* **WHAT THIS TASK INVOLVES**: Write all of the entries out again exactly.

(Stored data entries)
****************

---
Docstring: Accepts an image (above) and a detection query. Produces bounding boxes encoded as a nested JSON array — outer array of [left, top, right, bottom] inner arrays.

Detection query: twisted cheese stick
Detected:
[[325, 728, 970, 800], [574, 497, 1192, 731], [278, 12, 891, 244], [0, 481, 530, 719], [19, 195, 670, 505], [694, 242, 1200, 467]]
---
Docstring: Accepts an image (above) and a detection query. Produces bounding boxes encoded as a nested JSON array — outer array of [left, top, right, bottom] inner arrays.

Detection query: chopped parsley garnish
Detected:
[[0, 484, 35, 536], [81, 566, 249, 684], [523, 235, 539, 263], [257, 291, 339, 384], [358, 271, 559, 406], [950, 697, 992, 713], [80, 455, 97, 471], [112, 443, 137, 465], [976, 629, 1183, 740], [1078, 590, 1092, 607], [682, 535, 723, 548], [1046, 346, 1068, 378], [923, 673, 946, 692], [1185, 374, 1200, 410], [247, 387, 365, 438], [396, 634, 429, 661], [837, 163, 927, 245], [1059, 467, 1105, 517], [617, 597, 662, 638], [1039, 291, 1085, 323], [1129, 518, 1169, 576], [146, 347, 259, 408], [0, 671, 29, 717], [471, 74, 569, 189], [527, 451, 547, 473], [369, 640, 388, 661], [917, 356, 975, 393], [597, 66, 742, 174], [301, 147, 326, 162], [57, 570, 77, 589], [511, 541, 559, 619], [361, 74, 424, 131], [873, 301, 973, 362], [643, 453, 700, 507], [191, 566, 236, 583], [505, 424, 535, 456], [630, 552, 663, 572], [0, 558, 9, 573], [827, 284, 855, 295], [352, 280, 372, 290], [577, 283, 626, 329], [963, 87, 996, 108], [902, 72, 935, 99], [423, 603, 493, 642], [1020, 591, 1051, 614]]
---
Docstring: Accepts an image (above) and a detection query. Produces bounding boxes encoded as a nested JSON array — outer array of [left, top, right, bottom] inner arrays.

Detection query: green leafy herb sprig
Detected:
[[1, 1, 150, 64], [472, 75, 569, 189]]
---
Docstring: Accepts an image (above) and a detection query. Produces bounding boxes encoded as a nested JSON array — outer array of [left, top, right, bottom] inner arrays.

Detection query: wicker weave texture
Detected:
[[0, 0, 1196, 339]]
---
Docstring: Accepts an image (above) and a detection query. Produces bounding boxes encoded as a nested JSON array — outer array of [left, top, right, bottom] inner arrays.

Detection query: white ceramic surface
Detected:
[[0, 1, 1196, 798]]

****************

* **YOUR SOLUTION**:
---
Docstring: Accepts an image (above) and a detection query. Produces bounding boxes encoded as a nested JSON array — outer array of [left, top, right, bottom] inner arrays.

Detection query: twisted cheese stick
Detected:
[[325, 728, 970, 800], [574, 497, 1192, 731], [278, 12, 891, 244], [0, 481, 530, 719], [19, 195, 670, 505], [694, 242, 1200, 467]]
---
Docstring: Accepts an image (above) and a detection query. Produces bounding boxes encoded as a nested JSON array — outer array of [left, top, right, bottom] inner arrays.

Detection query: chopped parsley garnish
Detected:
[[0, 484, 35, 536], [81, 566, 249, 684], [523, 235, 539, 263], [257, 291, 339, 384], [358, 271, 559, 406], [950, 697, 992, 713], [80, 455, 97, 471], [112, 443, 137, 465], [976, 629, 1183, 740], [1078, 590, 1092, 607], [682, 535, 723, 548], [1046, 346, 1068, 378], [923, 673, 946, 692], [1185, 374, 1200, 410], [247, 387, 365, 438], [396, 634, 429, 661], [837, 163, 927, 245], [1059, 467, 1105, 517], [617, 597, 662, 638], [1039, 291, 1085, 323], [1129, 518, 1169, 576], [146, 347, 259, 408], [0, 671, 29, 717], [471, 74, 569, 189], [527, 451, 547, 473], [369, 640, 388, 661], [917, 356, 975, 393], [597, 66, 742, 174], [301, 147, 326, 162], [57, 570, 77, 589], [511, 541, 559, 619], [361, 74, 424, 131], [873, 301, 973, 362], [643, 453, 700, 507], [191, 566, 236, 583], [505, 424, 535, 456], [630, 552, 663, 572], [0, 558, 9, 573], [827, 284, 855, 295], [352, 280, 372, 290], [577, 283, 626, 329], [963, 87, 996, 108], [902, 72, 935, 99], [423, 603, 493, 642], [1020, 591, 1051, 614]]
---
Docstring: Accepts an image (above) and a detection query. Produces bounding boxes encoded as a nested JSON array — outer array of [left, top, right, bottom] inner arrays.

Detection query: green leafy herb sprig
Detected:
[[1, 1, 150, 64], [472, 75, 569, 189]]
---
Docstring: Accepts an image (above) and a detection query. Produces bounding boxes encoded as a nested JSON array — outer array of [left, top, right, bottom] inner arrays.

Detection query: wicker weave texture
Detected:
[[0, 0, 1196, 339]]
---
Docstring: Accepts an image (above) and a detection query. Produces bounding boxes encoded as a nested JSON array — outer array of [left, top, right, bottom] inner arrays.

Detection query: white ceramic surface
Detected:
[[0, 1, 1196, 798]]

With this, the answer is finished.